__Shape labeling records__:
--- Begin ---
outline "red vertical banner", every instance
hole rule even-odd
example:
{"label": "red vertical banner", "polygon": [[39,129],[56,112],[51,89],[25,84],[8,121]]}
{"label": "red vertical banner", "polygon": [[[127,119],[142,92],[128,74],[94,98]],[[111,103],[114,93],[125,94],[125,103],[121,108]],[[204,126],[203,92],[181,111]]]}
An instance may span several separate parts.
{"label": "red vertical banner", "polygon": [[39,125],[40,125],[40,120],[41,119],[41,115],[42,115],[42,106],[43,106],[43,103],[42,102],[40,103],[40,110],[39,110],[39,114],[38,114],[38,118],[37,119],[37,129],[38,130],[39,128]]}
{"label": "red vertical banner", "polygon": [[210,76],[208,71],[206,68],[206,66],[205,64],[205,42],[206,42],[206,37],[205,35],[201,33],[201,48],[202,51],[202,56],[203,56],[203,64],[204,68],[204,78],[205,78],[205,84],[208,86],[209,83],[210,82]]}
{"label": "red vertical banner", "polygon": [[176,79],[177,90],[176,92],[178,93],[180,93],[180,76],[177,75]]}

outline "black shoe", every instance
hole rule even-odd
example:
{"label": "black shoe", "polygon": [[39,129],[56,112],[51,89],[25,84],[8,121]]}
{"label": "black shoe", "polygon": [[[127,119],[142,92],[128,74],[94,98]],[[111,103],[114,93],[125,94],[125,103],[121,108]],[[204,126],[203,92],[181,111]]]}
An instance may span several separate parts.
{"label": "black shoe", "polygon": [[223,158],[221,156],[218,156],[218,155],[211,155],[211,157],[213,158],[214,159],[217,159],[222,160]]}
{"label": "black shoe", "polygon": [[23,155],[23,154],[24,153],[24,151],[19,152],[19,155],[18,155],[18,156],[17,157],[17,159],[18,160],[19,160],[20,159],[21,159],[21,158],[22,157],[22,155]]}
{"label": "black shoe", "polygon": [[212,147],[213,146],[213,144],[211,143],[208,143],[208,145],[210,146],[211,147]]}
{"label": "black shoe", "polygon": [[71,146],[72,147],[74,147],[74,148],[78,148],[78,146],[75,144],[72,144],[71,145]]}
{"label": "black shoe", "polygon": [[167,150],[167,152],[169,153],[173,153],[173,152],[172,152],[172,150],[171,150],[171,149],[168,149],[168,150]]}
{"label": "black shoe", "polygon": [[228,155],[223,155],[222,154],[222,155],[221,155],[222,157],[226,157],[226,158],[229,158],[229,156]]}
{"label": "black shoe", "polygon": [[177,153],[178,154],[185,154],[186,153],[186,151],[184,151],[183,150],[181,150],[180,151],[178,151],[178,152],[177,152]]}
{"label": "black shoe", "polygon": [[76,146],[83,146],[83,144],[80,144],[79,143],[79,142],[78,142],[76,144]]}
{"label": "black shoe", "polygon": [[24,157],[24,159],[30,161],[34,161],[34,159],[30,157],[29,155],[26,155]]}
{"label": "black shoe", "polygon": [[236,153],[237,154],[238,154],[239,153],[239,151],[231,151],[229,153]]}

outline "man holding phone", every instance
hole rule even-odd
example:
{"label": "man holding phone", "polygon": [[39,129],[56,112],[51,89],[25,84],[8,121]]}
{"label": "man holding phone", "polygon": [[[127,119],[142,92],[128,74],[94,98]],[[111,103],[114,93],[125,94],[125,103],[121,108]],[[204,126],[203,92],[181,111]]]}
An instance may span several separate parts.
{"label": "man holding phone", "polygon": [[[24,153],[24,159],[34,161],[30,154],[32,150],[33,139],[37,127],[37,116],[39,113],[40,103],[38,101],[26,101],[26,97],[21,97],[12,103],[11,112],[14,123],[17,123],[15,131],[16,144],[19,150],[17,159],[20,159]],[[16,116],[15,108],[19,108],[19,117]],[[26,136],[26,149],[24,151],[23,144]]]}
--- End ---
Reproduce the records above exactly.

__Solution to this exercise__:
outline "red vertical banner", every instance
hole rule even-odd
example:
{"label": "red vertical banner", "polygon": [[39,129],[56,112],[51,89],[25,84],[8,121]]}
{"label": "red vertical banner", "polygon": [[[127,119],[142,92],[128,74],[94,98]],[[111,103],[114,93],[125,94],[125,103],[121,108]],[[204,126],[203,92],[181,111]]]}
An instance may span several separate parts.
{"label": "red vertical banner", "polygon": [[39,125],[40,125],[40,120],[41,119],[41,115],[42,115],[42,106],[43,106],[43,103],[42,102],[40,103],[40,110],[39,110],[39,114],[38,114],[38,118],[37,119],[37,129],[38,130],[39,128]]}
{"label": "red vertical banner", "polygon": [[210,76],[208,71],[206,68],[206,66],[205,64],[205,42],[206,42],[206,37],[205,35],[201,33],[201,48],[202,51],[202,56],[203,56],[203,64],[204,68],[204,78],[205,78],[205,84],[208,86],[209,83],[210,82]]}
{"label": "red vertical banner", "polygon": [[176,79],[177,90],[176,92],[178,93],[180,93],[180,76],[177,75]]}

outline "black shoe", every instance
hole rule even-odd
example:
{"label": "black shoe", "polygon": [[39,129],[56,112],[51,89],[25,84],[8,121]]}
{"label": "black shoe", "polygon": [[[127,119],[142,92],[128,74],[94,98]],[[111,103],[114,93],[125,94],[125,103],[121,108]],[[204,126],[203,92],[181,111]]]}
An instance may span several separate parts.
{"label": "black shoe", "polygon": [[223,158],[221,156],[218,156],[218,155],[211,155],[211,157],[213,158],[214,159],[217,159],[222,160]]}
{"label": "black shoe", "polygon": [[23,155],[23,154],[24,153],[24,151],[19,152],[19,155],[18,155],[18,156],[17,157],[17,159],[18,160],[19,160],[20,159],[21,159],[21,158],[22,157],[22,155]]}
{"label": "black shoe", "polygon": [[212,147],[213,146],[213,144],[211,143],[208,143],[208,145],[210,146],[211,147]]}
{"label": "black shoe", "polygon": [[71,146],[72,147],[74,147],[74,148],[78,148],[78,146],[75,144],[72,144],[71,145]]}
{"label": "black shoe", "polygon": [[167,150],[167,152],[169,153],[173,153],[173,152],[172,152],[172,150],[171,150],[171,149],[168,149],[168,150]]}
{"label": "black shoe", "polygon": [[228,155],[223,155],[222,154],[222,155],[221,155],[222,157],[226,157],[226,158],[229,158],[229,156]]}
{"label": "black shoe", "polygon": [[177,153],[178,154],[185,154],[186,153],[186,151],[184,151],[183,150],[181,150],[180,151],[178,151],[178,152],[177,152]]}
{"label": "black shoe", "polygon": [[76,146],[83,146],[83,144],[80,144],[79,143],[79,142],[78,142],[76,144]]}
{"label": "black shoe", "polygon": [[24,157],[24,159],[30,161],[34,161],[34,159],[30,157],[29,155],[26,155]]}
{"label": "black shoe", "polygon": [[236,153],[237,154],[238,154],[239,153],[239,151],[231,151],[229,153]]}

outline "man holding phone", every instance
hole rule even-odd
example:
{"label": "man holding phone", "polygon": [[39,129],[56,112],[51,89],[25,84],[8,121]]}
{"label": "man holding phone", "polygon": [[[127,119],[142,92],[128,74],[94,98]],[[111,103],[114,93],[125,94],[125,103],[121,108]],[[204,126],[203,92],[181,111]]]}
An instance may span several separate parts.
{"label": "man holding phone", "polygon": [[[24,153],[24,159],[34,161],[30,154],[32,150],[33,139],[37,127],[37,116],[39,113],[40,103],[38,101],[26,101],[26,97],[21,97],[12,103],[11,112],[14,123],[17,123],[15,131],[16,144],[19,150],[17,159],[20,159]],[[16,116],[15,108],[19,108],[19,117]],[[26,136],[26,149],[24,151],[23,144]]]}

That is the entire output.